• AIM OF THE EXERCISE
Edit the material from the line with "Where can the gravel" to the line with "point(146, 192)" so that "white suv" becomes "white SUV" and nothing else changes. Give back only those lines.

• LISTING
----

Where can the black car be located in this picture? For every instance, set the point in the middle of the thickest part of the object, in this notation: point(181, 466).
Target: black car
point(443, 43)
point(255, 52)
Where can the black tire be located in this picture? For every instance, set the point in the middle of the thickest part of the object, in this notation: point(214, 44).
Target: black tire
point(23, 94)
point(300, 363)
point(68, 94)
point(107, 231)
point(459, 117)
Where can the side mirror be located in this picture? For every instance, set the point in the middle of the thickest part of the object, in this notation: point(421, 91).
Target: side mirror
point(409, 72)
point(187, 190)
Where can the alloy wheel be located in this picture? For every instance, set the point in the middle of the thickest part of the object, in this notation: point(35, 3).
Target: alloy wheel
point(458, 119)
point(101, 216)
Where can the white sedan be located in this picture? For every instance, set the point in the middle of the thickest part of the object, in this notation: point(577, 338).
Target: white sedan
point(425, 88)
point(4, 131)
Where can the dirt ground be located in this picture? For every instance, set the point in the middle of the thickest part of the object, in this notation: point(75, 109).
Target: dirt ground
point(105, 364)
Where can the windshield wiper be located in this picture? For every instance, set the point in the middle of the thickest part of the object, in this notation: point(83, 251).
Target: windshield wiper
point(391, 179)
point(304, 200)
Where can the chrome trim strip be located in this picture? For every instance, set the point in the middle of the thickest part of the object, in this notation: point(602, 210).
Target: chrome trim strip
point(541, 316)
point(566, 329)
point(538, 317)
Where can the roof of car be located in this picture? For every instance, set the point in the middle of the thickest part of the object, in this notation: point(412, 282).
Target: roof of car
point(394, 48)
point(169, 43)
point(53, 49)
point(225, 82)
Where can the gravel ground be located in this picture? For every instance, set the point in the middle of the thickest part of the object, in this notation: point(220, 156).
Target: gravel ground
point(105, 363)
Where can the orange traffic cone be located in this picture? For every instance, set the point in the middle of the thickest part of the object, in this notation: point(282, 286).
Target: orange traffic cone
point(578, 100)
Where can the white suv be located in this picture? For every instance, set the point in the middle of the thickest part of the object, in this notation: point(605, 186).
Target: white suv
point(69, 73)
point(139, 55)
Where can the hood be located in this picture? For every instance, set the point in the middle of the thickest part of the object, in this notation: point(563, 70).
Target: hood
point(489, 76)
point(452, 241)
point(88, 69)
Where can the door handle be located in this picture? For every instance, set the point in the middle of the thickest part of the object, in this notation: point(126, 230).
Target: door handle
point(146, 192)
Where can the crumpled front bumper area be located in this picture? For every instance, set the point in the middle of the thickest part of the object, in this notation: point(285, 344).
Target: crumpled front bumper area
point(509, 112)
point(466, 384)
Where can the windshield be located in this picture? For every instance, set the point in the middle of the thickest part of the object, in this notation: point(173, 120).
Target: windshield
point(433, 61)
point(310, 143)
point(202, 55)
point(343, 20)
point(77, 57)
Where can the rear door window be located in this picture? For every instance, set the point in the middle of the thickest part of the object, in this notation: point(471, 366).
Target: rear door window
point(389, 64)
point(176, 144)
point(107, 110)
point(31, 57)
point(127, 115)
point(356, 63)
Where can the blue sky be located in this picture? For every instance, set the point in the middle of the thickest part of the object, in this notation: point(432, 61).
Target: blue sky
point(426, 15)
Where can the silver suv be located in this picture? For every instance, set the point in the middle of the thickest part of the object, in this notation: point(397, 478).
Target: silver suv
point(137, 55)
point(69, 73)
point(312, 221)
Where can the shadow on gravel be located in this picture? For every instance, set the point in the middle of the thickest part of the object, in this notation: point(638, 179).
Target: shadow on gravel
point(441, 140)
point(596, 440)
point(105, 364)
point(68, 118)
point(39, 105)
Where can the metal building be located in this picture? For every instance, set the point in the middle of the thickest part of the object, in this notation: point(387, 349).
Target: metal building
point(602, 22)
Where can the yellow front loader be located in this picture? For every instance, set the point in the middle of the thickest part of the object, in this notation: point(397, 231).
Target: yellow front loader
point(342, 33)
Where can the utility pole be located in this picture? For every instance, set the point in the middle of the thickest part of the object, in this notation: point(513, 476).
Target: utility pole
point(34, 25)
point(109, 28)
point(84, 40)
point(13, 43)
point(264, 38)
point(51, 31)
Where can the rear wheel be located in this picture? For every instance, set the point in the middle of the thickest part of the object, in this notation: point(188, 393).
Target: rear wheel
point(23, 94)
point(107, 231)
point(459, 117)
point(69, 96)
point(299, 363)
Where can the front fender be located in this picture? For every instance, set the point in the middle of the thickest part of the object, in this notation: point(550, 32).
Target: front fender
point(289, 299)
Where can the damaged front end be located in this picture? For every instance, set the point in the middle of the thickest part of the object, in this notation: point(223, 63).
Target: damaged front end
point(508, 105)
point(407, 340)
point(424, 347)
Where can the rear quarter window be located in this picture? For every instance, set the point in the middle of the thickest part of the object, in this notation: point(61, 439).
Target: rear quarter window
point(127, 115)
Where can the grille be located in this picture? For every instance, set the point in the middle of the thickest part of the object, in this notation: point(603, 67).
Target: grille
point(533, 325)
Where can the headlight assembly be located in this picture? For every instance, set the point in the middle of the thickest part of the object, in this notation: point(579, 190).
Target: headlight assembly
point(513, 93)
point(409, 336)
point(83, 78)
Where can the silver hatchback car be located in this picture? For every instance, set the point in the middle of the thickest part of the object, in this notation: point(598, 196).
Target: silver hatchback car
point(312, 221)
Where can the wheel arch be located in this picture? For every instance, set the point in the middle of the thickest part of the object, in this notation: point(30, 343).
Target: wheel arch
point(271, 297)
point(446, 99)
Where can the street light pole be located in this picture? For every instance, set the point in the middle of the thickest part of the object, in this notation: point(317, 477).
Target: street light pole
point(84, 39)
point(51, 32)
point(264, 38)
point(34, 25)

----

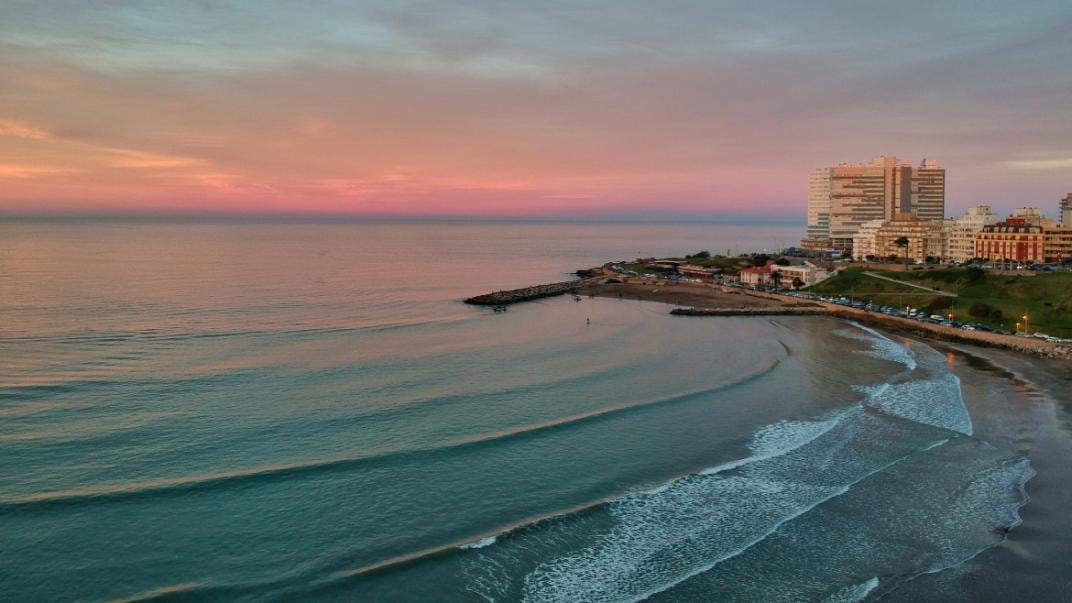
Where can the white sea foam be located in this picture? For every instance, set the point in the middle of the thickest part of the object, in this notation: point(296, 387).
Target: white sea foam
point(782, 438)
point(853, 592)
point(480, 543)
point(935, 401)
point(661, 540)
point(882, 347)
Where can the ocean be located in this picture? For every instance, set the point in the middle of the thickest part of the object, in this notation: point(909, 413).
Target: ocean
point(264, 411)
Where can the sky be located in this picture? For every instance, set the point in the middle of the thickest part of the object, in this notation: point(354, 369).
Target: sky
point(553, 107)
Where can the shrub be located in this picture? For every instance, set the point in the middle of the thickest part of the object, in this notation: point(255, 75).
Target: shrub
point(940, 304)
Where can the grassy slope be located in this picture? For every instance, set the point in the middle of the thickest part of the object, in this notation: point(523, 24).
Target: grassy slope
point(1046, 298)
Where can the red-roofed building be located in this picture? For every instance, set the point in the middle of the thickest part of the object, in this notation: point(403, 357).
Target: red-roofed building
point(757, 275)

----

• SOLUTION FOR THIS PROBLEM
Where can the gravel ground be located in this picture? For every instance, set the point in the middle of the thickest part of the object, in this notation: point(220, 156).
Target: gravel ground
point(105, 363)
Where can the orange traffic cone be located in this picture? For every instance, set the point in the middle of the thickest part of the object, in this notation: point(282, 286).
Target: orange traffic cone
point(578, 100)
Where can the white SUV be located in this picture? For every instance, set the point in the middle of the thickest part of the object, in this notation: point(605, 186).
Target: white SUV
point(69, 73)
point(139, 55)
Where can the hood be located in this picture? For every instance, set the point in the middle of the thickest part of the object, in this notation: point(563, 70).
Target: hood
point(489, 76)
point(452, 241)
point(88, 69)
Where can the door handle be located in this picture? For every instance, set the point in the middle of the thickest part of the object, in this notation: point(126, 230).
Target: door handle
point(146, 192)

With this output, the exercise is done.